» Page excerpt:
◆ ◆ ◆ ◆

Next-gen nanoparticle can image, deliver, heat and destroy

At Canada's Ontario Cancer Institute, they're busy building a better nanomaterial for drug delivery. Or, rather, busy enabling the new material to assemble itself. They're called porphysomes, and they self-assemble from conjugates of lipids and porphyrins. Scientist Gang Zheng tells Chemical & Engineering News that porphysomes are a kind of next-generation of nanoparticle that can do it all--image, deliver drugs to and heat and destroy cancer cells. That's a step up from previous generations, since these little babies can do it all without other options having to be tacked on.

Porphysomes are better than quantum dots--another nanomaterial used as imaging agents--because porphysomes are biodegradable and nontoxic. For quantum dots, the jury is still out, but many studies have shown them to be toxic. Zheng also says that his new model is better than liposomes--also used for drug delivery--because porphysomes can absorb near-infrared light, enabling them to become light-activated while in the body, C&E News reports.

The Canadian researchers demonstrated this last feature in mice. They converted light energy to local thermal energy, with the result that tumors completely disappeared. And some of the thermal energy creates acoustic waves, making for promising imaging agents. "This could have a clinical application in identification of sentinel lymph nodes," Michael S. Patterson, a researcher at McMaster University in Ontario, told C&E News.

Zheng is convinced that his porphysomes will become a useful tool in personalized medicine, since it's a kind of Swiss Army Knife of nanoparticles--able to accomplish a great deal in one package.

◆ ◆ ◆ ◆

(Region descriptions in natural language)
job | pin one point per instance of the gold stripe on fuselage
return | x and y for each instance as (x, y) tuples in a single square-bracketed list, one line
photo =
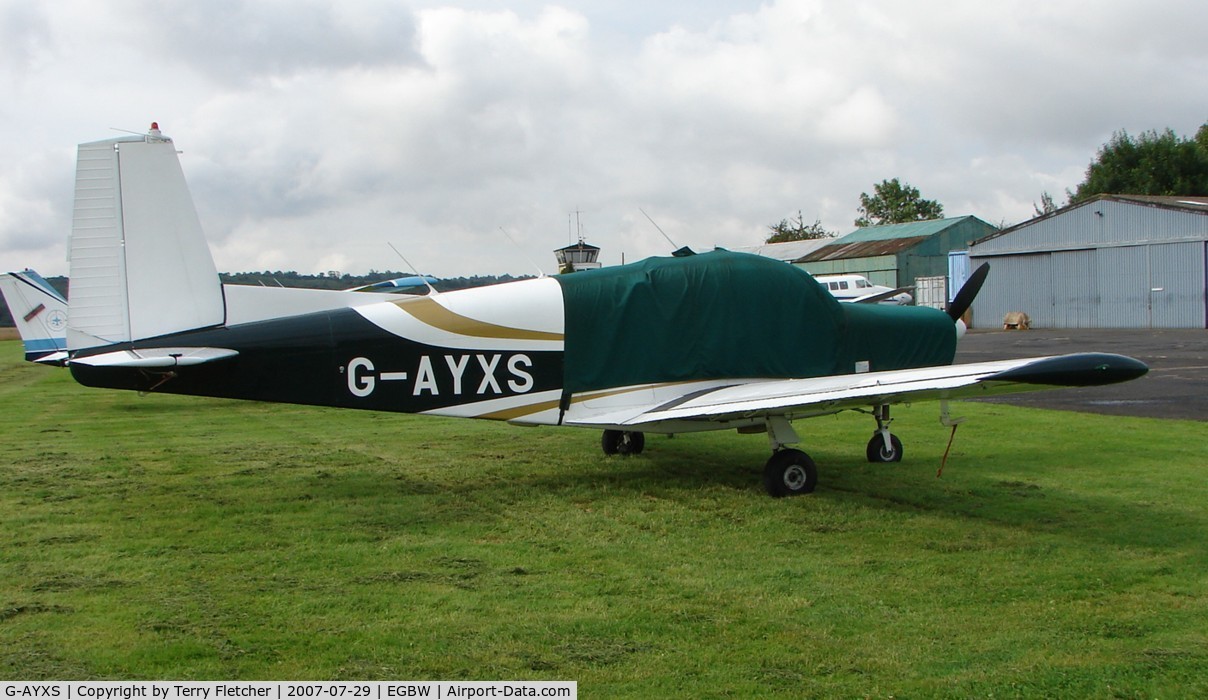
[(436, 316)]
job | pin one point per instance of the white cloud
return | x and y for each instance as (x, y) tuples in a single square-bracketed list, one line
[(315, 132)]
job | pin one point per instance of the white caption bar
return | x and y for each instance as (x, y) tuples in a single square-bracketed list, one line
[(285, 689)]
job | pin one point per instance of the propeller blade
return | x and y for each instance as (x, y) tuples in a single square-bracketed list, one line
[(964, 298)]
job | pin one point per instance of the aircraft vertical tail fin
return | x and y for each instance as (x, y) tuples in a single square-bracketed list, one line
[(40, 313), (140, 266)]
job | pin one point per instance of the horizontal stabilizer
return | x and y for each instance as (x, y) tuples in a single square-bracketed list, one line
[(160, 357), (830, 394)]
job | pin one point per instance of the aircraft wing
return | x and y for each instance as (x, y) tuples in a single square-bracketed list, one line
[(822, 395)]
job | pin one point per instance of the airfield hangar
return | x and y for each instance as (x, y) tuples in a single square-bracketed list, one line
[(1113, 261), (913, 254)]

◆ ◆ ◆ ◆

» Problem description:
Answer these about the porphysome article:
(a) What do porphysomes self-assemble from?
(b) What two properties make porphysomes better than quantum dots?
(c) In what animals did the researchers demonstrate the light-activated feature?
None of this data is used here.

» Task output:
(a) Conjugates of lipids and porphyrins.
(b) They are biodegradable and nontoxic.
(c) Mice.